- Supplied text
Birmingham University lowers 2021 entry requirements due to COVID-19 disruptions

Oliver-Beckett and Lewin take a look at the decision made by Birmingham University to lower grade boundaries for the 2021/22 academic year.

Immy Oliver-Beckett
30th November 2020
A-level students have been put under increased pressure regarding the uncertainty of higher education admissions this year. This has included grade confusion, such as the A-level mark U-turn.

Because of this uncertainty, Birmingham is reducing entry requirements across the majority of their undergraduate degree programmes by one grade.

Birmingham is the first university to have taken this step.

“We need to recognise... the extraordinary disruption affecting these students

Professor Sir David Eastwood, University of Birmingham Vice Chancellor

Medicine, dentistry and dental hygiene, physiotherapy, nursing, and social work are the only undergraduate degree programmes excluded from the new initiative. This is due to their different examination format. 

The university has issued a statement explaining the decision to lower grade boundaries, stating that: “every part of society has been impacted by COVID-19, but its longest lasting effects may well be on the young, with those due to sit GCSEs and A-levels, or equivalent, this summer amongst those most affected.”

Many students who were unable to take their exams last summer have sat them this autumn due to feeling let down by their assigned grades.

Mia Lewin, a former pupil at a school in Dorset, has shared her thoughts on the effects of the pandemic regarding A-level examinations. The five month period away from education made it “incredibly difficult” to keep up with the workload required to achieve her desired grades, says Lewin. 

The initiative aims to alleviate the pressure put on students in a similar position to Lewin.

The Vice Chancellor of the University of Birmingham, Professor Sir David Eastwood, has acknowledged these stresses and has said: “We recognise the need to adapt our admissions approach for this year given the extraordinary disruption affecting these students and their schools and the fact that many are likely to experience more than a year of interrupted learning by the time they sit their exams next summer.”

- Tasks and exercises
a – According to the article on Birmingham University's entry requirements, by how many grades is the university reducing entry requirements for most of its undergraduate programmes?
b – Translate this sentence from the article on Birmingham University's entry requirements into Spanish: "Birmingham is the first university to have taken this step."
c – Decide whether each statement agrees with the article on Birmingham University's entry requirements, and quote the words that settle it: (i) Birmingham is lowering entry requirements for every one of its undergraduate programmes. (ii) Nursing is left out of the initiative because of its different examination format. (iii) Lewin said the five-month period away from education made keeping up with the workload "incredibly difficult."
The records are separate from the article above.

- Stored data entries
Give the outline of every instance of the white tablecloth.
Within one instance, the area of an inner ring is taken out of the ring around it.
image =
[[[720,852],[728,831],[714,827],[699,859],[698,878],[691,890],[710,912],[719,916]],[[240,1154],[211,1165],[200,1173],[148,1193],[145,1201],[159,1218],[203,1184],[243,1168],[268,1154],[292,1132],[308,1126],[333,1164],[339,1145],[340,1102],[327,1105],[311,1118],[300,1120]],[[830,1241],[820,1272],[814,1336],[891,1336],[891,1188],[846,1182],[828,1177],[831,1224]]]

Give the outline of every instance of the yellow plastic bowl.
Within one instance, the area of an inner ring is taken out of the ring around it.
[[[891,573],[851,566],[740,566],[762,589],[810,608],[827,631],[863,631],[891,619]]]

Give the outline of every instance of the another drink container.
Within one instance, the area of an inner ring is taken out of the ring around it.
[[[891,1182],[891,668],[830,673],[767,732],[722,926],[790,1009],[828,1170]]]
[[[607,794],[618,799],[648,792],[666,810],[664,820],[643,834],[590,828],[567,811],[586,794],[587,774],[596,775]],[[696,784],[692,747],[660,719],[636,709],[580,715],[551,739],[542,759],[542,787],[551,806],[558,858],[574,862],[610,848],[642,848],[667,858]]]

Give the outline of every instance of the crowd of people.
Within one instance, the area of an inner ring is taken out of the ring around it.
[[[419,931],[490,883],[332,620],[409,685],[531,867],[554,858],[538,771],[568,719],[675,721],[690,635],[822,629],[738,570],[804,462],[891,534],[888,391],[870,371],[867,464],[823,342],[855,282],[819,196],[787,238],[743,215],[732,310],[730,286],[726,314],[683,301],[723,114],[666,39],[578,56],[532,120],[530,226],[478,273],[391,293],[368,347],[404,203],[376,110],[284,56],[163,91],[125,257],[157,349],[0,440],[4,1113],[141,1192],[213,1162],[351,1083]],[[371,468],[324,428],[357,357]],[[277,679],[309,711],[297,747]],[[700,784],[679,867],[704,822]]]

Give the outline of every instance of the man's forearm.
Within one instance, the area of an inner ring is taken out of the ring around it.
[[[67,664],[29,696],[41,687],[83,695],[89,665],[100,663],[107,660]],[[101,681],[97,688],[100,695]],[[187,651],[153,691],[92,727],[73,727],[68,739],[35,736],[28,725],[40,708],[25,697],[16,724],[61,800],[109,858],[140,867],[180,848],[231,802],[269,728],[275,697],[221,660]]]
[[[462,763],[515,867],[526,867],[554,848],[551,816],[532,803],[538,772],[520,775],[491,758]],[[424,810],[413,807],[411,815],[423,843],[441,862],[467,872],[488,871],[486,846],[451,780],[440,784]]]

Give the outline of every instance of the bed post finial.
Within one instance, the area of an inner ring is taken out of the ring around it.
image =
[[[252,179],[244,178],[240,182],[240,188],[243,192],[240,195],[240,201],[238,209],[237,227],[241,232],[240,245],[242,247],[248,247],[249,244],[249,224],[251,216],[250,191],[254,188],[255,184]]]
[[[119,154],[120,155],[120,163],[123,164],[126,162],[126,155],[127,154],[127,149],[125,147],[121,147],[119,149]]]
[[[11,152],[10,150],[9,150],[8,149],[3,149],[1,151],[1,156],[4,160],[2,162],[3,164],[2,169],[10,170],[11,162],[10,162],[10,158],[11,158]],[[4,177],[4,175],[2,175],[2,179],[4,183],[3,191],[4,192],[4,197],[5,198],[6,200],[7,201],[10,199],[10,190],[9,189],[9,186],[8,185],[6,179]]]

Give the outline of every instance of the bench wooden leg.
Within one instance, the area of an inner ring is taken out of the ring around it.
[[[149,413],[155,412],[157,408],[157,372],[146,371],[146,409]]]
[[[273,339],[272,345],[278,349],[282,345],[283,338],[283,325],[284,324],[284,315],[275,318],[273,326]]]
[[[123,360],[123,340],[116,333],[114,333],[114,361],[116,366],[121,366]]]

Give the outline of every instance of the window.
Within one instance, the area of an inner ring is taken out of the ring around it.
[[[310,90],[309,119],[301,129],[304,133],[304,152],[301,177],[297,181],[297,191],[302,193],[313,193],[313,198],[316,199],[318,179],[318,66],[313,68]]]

- Answer set
a – One grade.

b – Birmingham es la primera universidad que ha dado este paso.

c –
(i) No: "Birmingham is reducing entry requirements across the majority of their undergraduate degree programmes by one grade."
(ii) Yes: "Medicine, dentistry and dental hygiene, physiotherapy, nursing, and social work are the only undergraduate degree programmes excluded from the new initiative. This is due to their different examination format."
(iii) Yes: "The five month period away from education made it “incredibly difficult” to keep up with the workload required to achieve her desired grades"